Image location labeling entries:

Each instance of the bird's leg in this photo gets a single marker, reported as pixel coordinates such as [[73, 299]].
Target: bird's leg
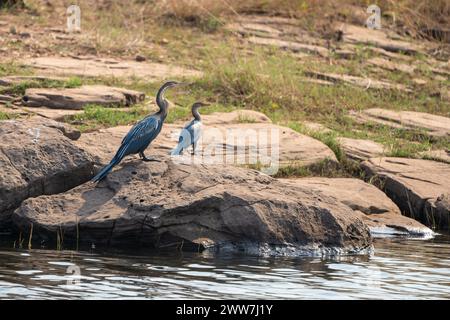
[[144, 158]]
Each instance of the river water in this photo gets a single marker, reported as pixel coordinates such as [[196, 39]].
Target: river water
[[398, 269]]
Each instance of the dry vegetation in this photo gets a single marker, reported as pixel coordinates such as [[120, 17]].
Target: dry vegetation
[[238, 75]]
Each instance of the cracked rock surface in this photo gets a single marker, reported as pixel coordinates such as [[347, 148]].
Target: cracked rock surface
[[37, 156], [167, 204], [419, 187]]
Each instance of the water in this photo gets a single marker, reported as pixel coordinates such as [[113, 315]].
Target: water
[[399, 269]]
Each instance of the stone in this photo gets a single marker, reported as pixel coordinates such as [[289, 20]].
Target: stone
[[218, 141], [140, 58], [367, 202], [37, 157], [171, 205], [77, 98], [315, 127], [438, 155], [53, 114], [97, 67], [377, 38], [419, 187], [366, 83], [360, 149], [291, 45], [238, 116], [13, 80], [391, 66], [433, 125]]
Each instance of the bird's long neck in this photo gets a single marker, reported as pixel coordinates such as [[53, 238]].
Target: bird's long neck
[[195, 113], [162, 102]]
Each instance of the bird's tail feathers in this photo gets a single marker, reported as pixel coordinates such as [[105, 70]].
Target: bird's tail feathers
[[104, 172], [177, 150]]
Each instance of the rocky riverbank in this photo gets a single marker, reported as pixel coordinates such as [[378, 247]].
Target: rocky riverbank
[[47, 197]]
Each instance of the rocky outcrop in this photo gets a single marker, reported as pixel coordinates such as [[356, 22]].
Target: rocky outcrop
[[438, 155], [97, 67], [225, 144], [378, 38], [366, 83], [432, 124], [360, 149], [419, 187], [367, 202], [37, 157], [166, 204], [238, 116], [77, 98]]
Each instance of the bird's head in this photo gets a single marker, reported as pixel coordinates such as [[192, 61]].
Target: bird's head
[[199, 104]]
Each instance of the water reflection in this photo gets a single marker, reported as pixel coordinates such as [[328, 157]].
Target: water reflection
[[399, 269]]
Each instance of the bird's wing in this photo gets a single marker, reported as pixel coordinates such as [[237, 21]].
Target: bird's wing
[[141, 134], [195, 131]]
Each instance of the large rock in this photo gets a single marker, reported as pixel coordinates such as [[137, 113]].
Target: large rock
[[97, 67], [360, 149], [166, 204], [378, 38], [225, 143], [378, 211], [366, 83], [37, 157], [434, 125], [419, 187], [238, 116], [77, 98], [392, 66]]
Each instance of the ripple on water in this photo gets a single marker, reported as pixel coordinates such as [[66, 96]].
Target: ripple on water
[[399, 269]]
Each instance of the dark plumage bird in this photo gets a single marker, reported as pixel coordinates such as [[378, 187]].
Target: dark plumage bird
[[142, 133], [191, 132]]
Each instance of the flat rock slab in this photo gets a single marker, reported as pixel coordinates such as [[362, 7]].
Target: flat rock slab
[[360, 149], [377, 38], [434, 125], [277, 146], [77, 98], [37, 156], [53, 114], [291, 45], [97, 67], [368, 202], [391, 66], [171, 205], [14, 80], [439, 155], [366, 83], [419, 187], [238, 116]]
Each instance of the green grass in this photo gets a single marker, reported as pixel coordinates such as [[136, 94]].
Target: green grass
[[14, 69], [4, 116], [20, 88]]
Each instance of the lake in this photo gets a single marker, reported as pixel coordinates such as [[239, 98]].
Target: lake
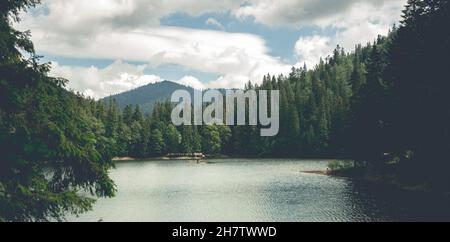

## WHAT IS EXPECTED
Copy all of the entries above, replacing "in this photo" with "in this image" wherever it occurs and leaving everything else unchanged. Leave the pictures out of your copy.

## TASK RESULT
Each instance of the bird's leg in this image gets a single marker, reported as pixel coordinates such as [[73, 299]].
Target: bird's leg
[[144, 158]]
Each instance of the river water in this image gets a single marker, reported as pixel coordinates such as [[196, 39]].
Target: river water
[[398, 269]]
Each instance of the dry vegetation in this image gets a single marker, reported as pixel coordinates such as [[120, 17]].
Target: dry vegetation
[[238, 75]]
Each instance of the cracked rock surface in this image gets a single marker, reported as pixel coordinates such as [[347, 148]].
Target: cracked rock surface
[[37, 156], [167, 204], [419, 187]]
Each instance of the water in this image gets a single marker, reported as pixel coordinates such as [[113, 315]].
Target: water
[[399, 269]]
Each instance of the stone in this image gets a single marker, reported as pixel coordinates such as [[289, 20]].
Target: stone
[[218, 141], [140, 58], [367, 202], [37, 157], [171, 205], [77, 98], [315, 127], [438, 155], [53, 114], [97, 67], [377, 38], [419, 187], [366, 83], [360, 149], [291, 45], [238, 116], [13, 80], [391, 66], [433, 125]]
Each instance of the bird's long neck in this image gets a single marker, reported as pixel coordinates such as [[53, 238]].
Target: bird's long neck
[[195, 113], [162, 102]]
Each instance of the bird's tail feathers in this image gets a single marker, reported as pixel coordinates such as [[105, 70]].
Target: bird's tail feathers
[[104, 172], [177, 150]]
Each instance of the rocky riverbank in this image gets a single marker, reported as pixel coordinates such as [[378, 247]].
Target: rocky riverbank
[[47, 197]]
Each instance of the rocky outcrop in this image gets a single marker, reported as pixel coordinates such as [[356, 22]].
Target: rocky outcrop
[[438, 155], [97, 67], [225, 144], [378, 38], [366, 83], [432, 124], [360, 149], [419, 187], [367, 202], [37, 157], [166, 204], [238, 116], [77, 98]]
Each instance of the bird's head in this image gets a single marker, reported as pixel coordinates such as [[192, 61]].
Target: bird's head
[[199, 104]]
Each instance of the water reflection in this image gets a single marker, reported as pixel coordinates such as [[328, 157]].
Target: water reflection
[[399, 269]]
Each instance of the bird's wing in this image gets a single marker, reported as pixel coordinates such as [[237, 21]].
Target: bird's wing
[[141, 134], [195, 131]]
Each instance of the large rock in this image gets a single marker, reported as pixel coordinates such as [[137, 113]].
Target: large rock
[[97, 67], [360, 149], [166, 204], [378, 38], [225, 143], [378, 211], [366, 83], [37, 157], [434, 125], [419, 187], [238, 116], [77, 98], [392, 66]]
Each instance of the ripple on water in this image gets a single marker, reported as pixel coordinates such as [[66, 96]].
Target: ripple on water
[[399, 269]]
Each instance of the dark plumage bird in this image gets a single marker, reported as pixel coordinates such as [[378, 187]].
Target: dark plumage bird
[[142, 133], [191, 132]]
Each instance of the flat rock slab in this image gets a single marker, reported as pixel coordinates such as [[362, 7]].
Target: flat rock slab
[[360, 149], [377, 38], [434, 125], [277, 146], [77, 98], [37, 156], [53, 114], [291, 45], [97, 67], [368, 202], [391, 66], [171, 205], [14, 80], [439, 155], [366, 83], [419, 187], [238, 116]]
Each instance of the green grass in this image gets a single marker, reported as pixel coordinates such as [[136, 94]].
Target: green grass
[[14, 69], [4, 116], [20, 88]]
Each instance of the lake in this image gets a single marker, reported as pixel coordinates such as [[239, 98]].
Target: lake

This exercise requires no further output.